On the right, any member of Congress who works with President Barack Obama becomes an outcast within the GOP. Republicans who are willing to compromise to end gridlock are criticized as “soft.” Hence, moderate Republicans are either leaving office or they are facing tough primary challenges from a vocal minority with deep pockets. On the left, stridency over environmental issues leads to rigidity that is unworkable and economically unfeasible. Any concessions to moderates and conservatives are cast as weakness and “caving in.” When compromise and incremental progress are viewed as losing, giving up, or going soft, the only likely outcome is gridlock.
How did things get this way?
Edward DeBono, a researcher and trainer on improved thinking skills, says the roots of our challenges today go back to Socrates, whose emphasis on argument laid the foundation for Western thinking. Socrates saw his role in pointing out what was “wrong.” He wanted the correct usage of terms like justice by pointing out incorrect usage. Aristotle added to this Western approach of argument by systemizing categorization. So when we in the West come across something, we decide which box to put it in, and something is either in one box or in another. It can’t be in both. These two influenced created an emphasis in Western thinking on analysis, judgment, and argument. It inspired admiration for being right.
The Socratic and Aristotelian approaches to thinking have their usefulness. We have benefited greatly from Socratic approaches as a way to sharpen minds and build broad understanding of deep concepts. The Socratic act of turning a statement into a question is invaluable for challenging assumptions, and it can create great comfort and confidence to know what is and what is not true. It can even be a great coaching tool. Also, the compartmentalizing of Aristotle created the structure for science and medicine to study illness and make diagnoses. Socratic and Aristotelian strategies work particularly well in a world that is stable.
But what if the situation is constantly changing? Instability and change reveal that
there is another whole aspect of thinking that is concerned with ‘what can be,’ which involves … ‘designing a way forward,’
DeBono writes. Designing a way forward and considering what can be is coaching. As coaches, we support clients as they design the way forward through three main kinds of perspective expansions:
Coaches are in a unique position to support clients through these shifts, and it begins with the first step of coaching: To create safe spaces for battle-weary clients to lay down their weapons. Many clients need safe spaces where they face no risks. Clients won’t try on new perspectives until they feel safe. They need a safe space to admit they don’t know the answer. Clients need the safety of the coaching space to finally say what they really think about a situation without fear of repercussions or judgment. And other clients will need the safety of knowing the coach does not have a vested interest in the outcome other than the clients’ increased progress and happiness.

- **Information shown**
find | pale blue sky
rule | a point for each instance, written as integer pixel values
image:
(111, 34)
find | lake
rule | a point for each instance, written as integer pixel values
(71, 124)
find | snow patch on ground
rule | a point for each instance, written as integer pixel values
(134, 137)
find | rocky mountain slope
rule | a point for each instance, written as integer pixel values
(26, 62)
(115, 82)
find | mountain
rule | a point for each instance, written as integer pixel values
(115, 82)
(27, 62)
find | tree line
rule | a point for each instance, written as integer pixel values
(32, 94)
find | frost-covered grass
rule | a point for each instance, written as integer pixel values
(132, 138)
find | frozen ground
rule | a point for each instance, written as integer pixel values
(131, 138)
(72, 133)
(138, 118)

* * *

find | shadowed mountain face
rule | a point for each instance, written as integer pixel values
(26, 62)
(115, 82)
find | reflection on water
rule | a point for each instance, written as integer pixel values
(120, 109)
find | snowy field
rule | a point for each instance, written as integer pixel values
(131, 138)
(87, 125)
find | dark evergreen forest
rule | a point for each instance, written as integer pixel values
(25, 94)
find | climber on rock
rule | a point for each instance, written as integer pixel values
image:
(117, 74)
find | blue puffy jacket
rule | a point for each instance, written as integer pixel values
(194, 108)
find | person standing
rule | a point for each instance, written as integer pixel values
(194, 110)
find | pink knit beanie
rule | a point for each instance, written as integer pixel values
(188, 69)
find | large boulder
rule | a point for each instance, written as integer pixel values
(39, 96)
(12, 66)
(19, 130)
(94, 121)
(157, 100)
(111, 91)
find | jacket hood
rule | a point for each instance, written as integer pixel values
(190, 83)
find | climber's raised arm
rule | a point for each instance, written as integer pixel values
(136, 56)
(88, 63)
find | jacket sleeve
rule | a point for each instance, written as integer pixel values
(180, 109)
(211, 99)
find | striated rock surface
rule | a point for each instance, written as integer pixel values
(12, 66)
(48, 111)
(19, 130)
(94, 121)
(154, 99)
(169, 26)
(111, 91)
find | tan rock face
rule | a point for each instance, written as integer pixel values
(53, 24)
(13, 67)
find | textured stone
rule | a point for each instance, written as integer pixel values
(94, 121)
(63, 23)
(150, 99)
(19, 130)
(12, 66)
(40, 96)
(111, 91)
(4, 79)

- **Explore the material**
**1)** In the passage, what did Aristotle add to the Western approach of argument?
**2)** Please update the passage starting with "On the right, any" and going on through "get this way?", replacing "gridlock" with "deadlock".

- **Answers provided**
**1)** Systemizing categorization.

**2)**
On the right, any member of Congress who works with President Barack Obama becomes an outcast within the GOP. Republicans who are willing to compromise to end deadlock are criticized as “soft.” Hence, moderate Republicans are either leaving office or they are facing tough primary challenges from a vocal minority with deep pockets. On the left, stridency over environmental issues leads to rigidity that is unworkable and economically unfeasible. Any concessions to moderates and conservatives are cast as weakness and “caving in.” When compromise and incremental progress are viewed as losing, giving up, or going soft, the only likely outcome is deadlock.
How did things get this way?